* Records from a dataset
======

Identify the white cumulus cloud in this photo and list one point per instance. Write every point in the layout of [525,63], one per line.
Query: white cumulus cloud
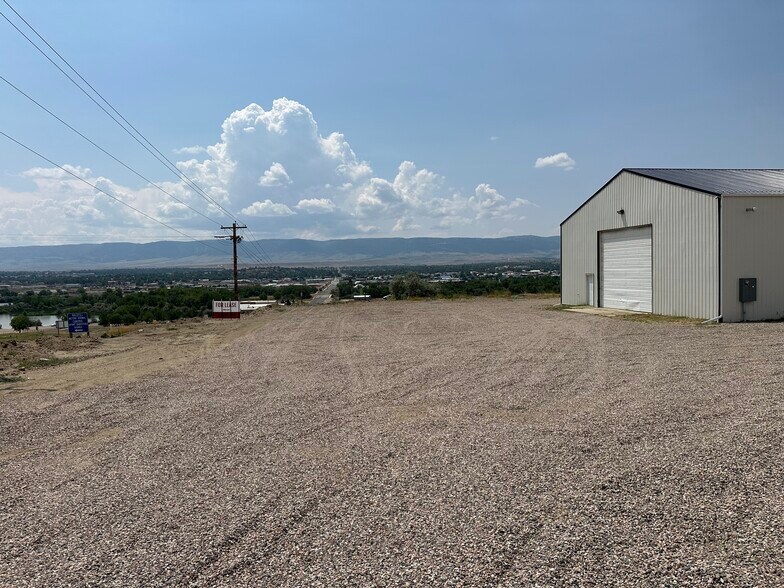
[277,168]
[561,160]
[267,208]
[316,205]
[275,176]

======

* Set task
Reproduce the whole listing above word for word, leaving out the pictures.

* Task answer
Identify the white cumulus cloud in this photo and list one point per instance. Write every point in the layout of [525,63], one per line.
Query: white cumulus cloud
[277,168]
[561,160]
[267,208]
[316,205]
[275,176]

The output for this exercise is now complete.